>> BEGIN Extracted material

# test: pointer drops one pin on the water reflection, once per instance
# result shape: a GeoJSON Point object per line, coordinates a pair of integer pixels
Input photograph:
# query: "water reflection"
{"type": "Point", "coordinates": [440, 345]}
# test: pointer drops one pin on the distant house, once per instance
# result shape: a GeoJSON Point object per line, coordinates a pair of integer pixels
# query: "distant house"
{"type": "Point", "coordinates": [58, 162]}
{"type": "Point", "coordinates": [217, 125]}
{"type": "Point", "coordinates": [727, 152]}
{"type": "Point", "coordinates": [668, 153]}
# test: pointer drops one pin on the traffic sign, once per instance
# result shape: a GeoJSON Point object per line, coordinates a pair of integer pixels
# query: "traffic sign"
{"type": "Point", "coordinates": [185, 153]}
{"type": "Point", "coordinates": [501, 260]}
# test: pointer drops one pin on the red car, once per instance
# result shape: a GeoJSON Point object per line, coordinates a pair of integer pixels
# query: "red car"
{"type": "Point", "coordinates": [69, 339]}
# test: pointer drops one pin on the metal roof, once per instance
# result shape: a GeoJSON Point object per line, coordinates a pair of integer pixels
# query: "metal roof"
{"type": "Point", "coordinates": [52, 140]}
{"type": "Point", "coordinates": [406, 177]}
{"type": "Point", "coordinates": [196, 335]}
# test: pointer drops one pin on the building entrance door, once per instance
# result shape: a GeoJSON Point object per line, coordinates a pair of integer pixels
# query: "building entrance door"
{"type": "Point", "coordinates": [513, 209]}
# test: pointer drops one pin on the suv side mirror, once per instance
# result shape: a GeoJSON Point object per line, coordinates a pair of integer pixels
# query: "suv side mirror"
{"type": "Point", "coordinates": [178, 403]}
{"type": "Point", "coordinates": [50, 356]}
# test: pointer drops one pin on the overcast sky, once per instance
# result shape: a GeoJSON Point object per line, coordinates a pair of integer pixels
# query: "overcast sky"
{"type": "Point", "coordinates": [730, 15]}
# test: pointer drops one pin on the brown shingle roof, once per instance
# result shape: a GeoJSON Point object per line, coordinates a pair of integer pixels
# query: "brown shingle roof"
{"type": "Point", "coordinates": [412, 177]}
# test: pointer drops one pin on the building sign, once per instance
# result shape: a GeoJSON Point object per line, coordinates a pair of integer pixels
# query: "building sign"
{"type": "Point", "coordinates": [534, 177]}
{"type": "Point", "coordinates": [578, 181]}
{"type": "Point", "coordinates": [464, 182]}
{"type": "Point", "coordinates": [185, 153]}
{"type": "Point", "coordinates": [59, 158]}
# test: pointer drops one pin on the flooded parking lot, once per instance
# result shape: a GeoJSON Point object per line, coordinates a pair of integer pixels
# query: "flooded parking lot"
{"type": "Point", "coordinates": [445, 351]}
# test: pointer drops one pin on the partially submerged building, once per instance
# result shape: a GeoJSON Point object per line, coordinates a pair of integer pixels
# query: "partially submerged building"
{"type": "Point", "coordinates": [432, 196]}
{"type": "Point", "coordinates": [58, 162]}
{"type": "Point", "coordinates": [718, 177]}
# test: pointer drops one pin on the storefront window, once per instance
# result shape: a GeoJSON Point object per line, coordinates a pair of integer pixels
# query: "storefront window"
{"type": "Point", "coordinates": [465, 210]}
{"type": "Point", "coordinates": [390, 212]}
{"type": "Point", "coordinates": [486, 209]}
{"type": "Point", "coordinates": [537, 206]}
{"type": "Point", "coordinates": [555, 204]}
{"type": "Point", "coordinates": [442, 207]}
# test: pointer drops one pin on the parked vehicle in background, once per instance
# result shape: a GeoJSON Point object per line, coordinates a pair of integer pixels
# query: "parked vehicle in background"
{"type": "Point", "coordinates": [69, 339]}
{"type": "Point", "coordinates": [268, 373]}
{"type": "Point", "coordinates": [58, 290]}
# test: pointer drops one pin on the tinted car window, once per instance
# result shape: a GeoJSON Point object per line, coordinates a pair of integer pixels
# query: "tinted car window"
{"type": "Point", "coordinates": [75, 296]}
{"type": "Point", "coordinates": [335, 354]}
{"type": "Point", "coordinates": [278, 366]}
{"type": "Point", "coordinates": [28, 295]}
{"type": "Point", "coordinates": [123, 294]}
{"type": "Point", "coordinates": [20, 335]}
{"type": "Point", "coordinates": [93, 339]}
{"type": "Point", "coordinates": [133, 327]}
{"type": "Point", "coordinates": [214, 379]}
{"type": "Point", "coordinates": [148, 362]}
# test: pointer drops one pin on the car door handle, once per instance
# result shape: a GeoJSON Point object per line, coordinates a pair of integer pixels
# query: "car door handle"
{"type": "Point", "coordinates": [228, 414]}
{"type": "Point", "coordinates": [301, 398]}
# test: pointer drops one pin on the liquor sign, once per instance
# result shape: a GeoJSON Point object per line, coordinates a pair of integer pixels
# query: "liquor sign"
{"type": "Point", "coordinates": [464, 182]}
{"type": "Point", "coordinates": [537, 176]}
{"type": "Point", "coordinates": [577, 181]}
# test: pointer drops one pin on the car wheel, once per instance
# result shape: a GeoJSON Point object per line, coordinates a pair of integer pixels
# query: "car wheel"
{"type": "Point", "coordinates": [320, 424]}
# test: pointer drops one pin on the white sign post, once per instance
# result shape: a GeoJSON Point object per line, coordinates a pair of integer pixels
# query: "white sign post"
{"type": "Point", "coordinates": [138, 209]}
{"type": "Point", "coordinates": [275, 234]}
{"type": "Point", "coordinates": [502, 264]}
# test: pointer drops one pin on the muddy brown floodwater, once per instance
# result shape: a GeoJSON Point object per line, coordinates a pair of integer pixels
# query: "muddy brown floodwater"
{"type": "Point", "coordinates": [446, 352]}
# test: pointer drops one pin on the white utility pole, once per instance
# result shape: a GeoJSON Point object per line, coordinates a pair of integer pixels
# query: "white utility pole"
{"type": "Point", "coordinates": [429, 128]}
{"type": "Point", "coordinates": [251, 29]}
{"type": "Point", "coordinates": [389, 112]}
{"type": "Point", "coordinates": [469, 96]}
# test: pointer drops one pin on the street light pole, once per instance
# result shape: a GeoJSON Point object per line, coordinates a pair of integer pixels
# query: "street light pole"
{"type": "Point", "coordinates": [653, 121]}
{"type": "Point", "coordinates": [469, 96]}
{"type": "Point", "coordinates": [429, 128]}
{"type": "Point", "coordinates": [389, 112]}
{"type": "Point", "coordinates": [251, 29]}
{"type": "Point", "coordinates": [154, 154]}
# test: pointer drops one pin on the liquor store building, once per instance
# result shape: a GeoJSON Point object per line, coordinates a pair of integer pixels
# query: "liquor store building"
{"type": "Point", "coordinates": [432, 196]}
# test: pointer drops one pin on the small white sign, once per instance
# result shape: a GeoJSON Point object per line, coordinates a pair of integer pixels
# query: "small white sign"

>> END Extracted material

**Exercise goal**
Go through the listing above and restate it word for word.

**Worked solution**
# test: pointer drops one pin on the water reflection, once per instance
# result shape: a GeoJSON Point object per line, coordinates a pair of integer pixels
Input photograph:
# query: "water reflection"
{"type": "Point", "coordinates": [440, 345]}
# test: pointer drops one pin on the distant house, once per instance
# result shape: a GeoJSON Point object per line, coordinates a pair of integer pixels
# query: "distant house"
{"type": "Point", "coordinates": [58, 162]}
{"type": "Point", "coordinates": [217, 125]}
{"type": "Point", "coordinates": [727, 152]}
{"type": "Point", "coordinates": [668, 153]}
# test: pointer drops one pin on the traffic sign, once per instance
# result shape: a GeoJSON Point object per line, coordinates a pair of integer pixels
# query: "traffic sign"
{"type": "Point", "coordinates": [185, 153]}
{"type": "Point", "coordinates": [501, 260]}
# test: pointer drops one pin on the red car, once per instance
# result shape: a GeoJSON Point object per line, coordinates a pair of integer pixels
# query: "red car"
{"type": "Point", "coordinates": [69, 339]}
# test: pointer drops one pin on the metal roof, once per instance
# result shape: a GeoJSON Point object per line, coordinates a pair of integer pixels
# query: "metal roof"
{"type": "Point", "coordinates": [52, 140]}
{"type": "Point", "coordinates": [406, 177]}
{"type": "Point", "coordinates": [196, 335]}
# test: pointer drops one pin on the building entrance door, once per instance
# result shape: a GeoJSON Point object per line, coordinates a pair of integer pixels
# query: "building entrance door"
{"type": "Point", "coordinates": [513, 209]}
# test: pointer drops one pin on the suv side mirror, once per instance
# result shape: a GeoJSON Point object per line, coordinates a pair of integer pixels
# query: "suv side mirror"
{"type": "Point", "coordinates": [178, 403]}
{"type": "Point", "coordinates": [50, 356]}
# test: pointer drops one pin on the overcast sky, once per instance
# result shape: a GeoJSON Point object per line, coordinates a pair of integer pixels
# query: "overcast sky"
{"type": "Point", "coordinates": [730, 15]}
# test: pointer drops one pin on the brown shingle roof, once per instance
# result shape: a GeoJSON Point object per line, coordinates a pair of integer pixels
# query: "brown shingle roof"
{"type": "Point", "coordinates": [412, 177]}
# test: pointer drops one pin on the building sign, once per instance
# result shape: a GeoJSON Point object per line, coordinates a pair of integer pixels
# query: "building sign"
{"type": "Point", "coordinates": [534, 177]}
{"type": "Point", "coordinates": [578, 181]}
{"type": "Point", "coordinates": [464, 182]}
{"type": "Point", "coordinates": [185, 153]}
{"type": "Point", "coordinates": [59, 158]}
# test: pointer drops one pin on the flooded parking lot, once per instance
# result shape: a GeoJSON Point object per line, coordinates a pair of integer pixels
# query: "flooded parking lot"
{"type": "Point", "coordinates": [445, 351]}
# test: pointer drops one pin on the partially submerged building, once per instance
# result shape: a GeoJSON Point object per line, coordinates a pair of integer pixels
# query: "partially submerged building"
{"type": "Point", "coordinates": [432, 196]}
{"type": "Point", "coordinates": [58, 162]}
{"type": "Point", "coordinates": [718, 177]}
# test: pointer drops one pin on the storefront window, once per instance
# result shape: a GeoJSON Point object per line, coordinates a pair of integer pixels
# query: "storefront window"
{"type": "Point", "coordinates": [465, 210]}
{"type": "Point", "coordinates": [390, 212]}
{"type": "Point", "coordinates": [486, 209]}
{"type": "Point", "coordinates": [537, 206]}
{"type": "Point", "coordinates": [555, 204]}
{"type": "Point", "coordinates": [442, 207]}
# test: pointer drops one pin on the parked vehicle in background, once per instance
# result shape: a GeoJSON Point object per line, coordinates a pair of integer pixels
# query: "parked vehicle in background"
{"type": "Point", "coordinates": [69, 339]}
{"type": "Point", "coordinates": [268, 373]}
{"type": "Point", "coordinates": [58, 290]}
# test: pointer drops one pin on the tinted car window, once per instance
# result shape: a GeoJSON Point object per line, coordinates a pair of integer pixels
# query: "tinted car window"
{"type": "Point", "coordinates": [75, 296]}
{"type": "Point", "coordinates": [335, 354]}
{"type": "Point", "coordinates": [278, 366]}
{"type": "Point", "coordinates": [28, 295]}
{"type": "Point", "coordinates": [123, 294]}
{"type": "Point", "coordinates": [20, 335]}
{"type": "Point", "coordinates": [93, 339]}
{"type": "Point", "coordinates": [133, 327]}
{"type": "Point", "coordinates": [214, 379]}
{"type": "Point", "coordinates": [148, 362]}
# test: pointer drops one pin on the car door handle, once per instance
# result shape: a GeoJSON Point object per line, coordinates a pair of integer pixels
# query: "car door handle"
{"type": "Point", "coordinates": [228, 414]}
{"type": "Point", "coordinates": [301, 398]}
# test: pointer drops one pin on the liquor sign, once per instance
# result shape: a GeoJSON Point object per line, coordinates a pair of integer pixels
# query: "liquor sign"
{"type": "Point", "coordinates": [464, 182]}
{"type": "Point", "coordinates": [537, 176]}
{"type": "Point", "coordinates": [577, 181]}
# test: pointer drops one pin on the car wheel, once per instance
# result shape: a GeoJSON Point object per line, coordinates a pair of integer pixels
# query: "car wheel"
{"type": "Point", "coordinates": [320, 424]}
# test: pointer drops one pin on the white sign post, once per instance
# result shape: a GeoJSON Point object per line, coordinates a pair of integer pixels
# query: "white sign post"
{"type": "Point", "coordinates": [138, 209]}
{"type": "Point", "coordinates": [275, 234]}
{"type": "Point", "coordinates": [502, 264]}
# test: pointer drops one pin on the muddy brown floodwater, once per instance
# result shape: a GeoJSON Point object per line, coordinates a pair of integer pixels
# query: "muddy brown floodwater"
{"type": "Point", "coordinates": [446, 352]}
# test: pointer drops one pin on the white utility pole, once per instance
# result shape: a GeoJSON Point object per line, coordinates a pair of integer pixels
# query: "white utility pole"
{"type": "Point", "coordinates": [429, 128]}
{"type": "Point", "coordinates": [251, 29]}
{"type": "Point", "coordinates": [389, 112]}
{"type": "Point", "coordinates": [469, 96]}
# test: pointer drops one pin on the street light pole, once per instance
# result shape: a GeoJSON Point object per line, coordinates a pair of integer pixels
# query: "street light pole"
{"type": "Point", "coordinates": [653, 121]}
{"type": "Point", "coordinates": [469, 96]}
{"type": "Point", "coordinates": [429, 128]}
{"type": "Point", "coordinates": [389, 112]}
{"type": "Point", "coordinates": [251, 29]}
{"type": "Point", "coordinates": [154, 154]}
# test: pointer drops one pin on the liquor store building, once per instance
# result shape: a GeoJSON Point object per line, coordinates a pair of integer pixels
# query: "liquor store building"
{"type": "Point", "coordinates": [432, 196]}
# test: pointer drops one pin on the small white sign, once per instance
# result shape: a GeoJSON Point object per line, coordinates a pair of integer pixels
# query: "small white sign"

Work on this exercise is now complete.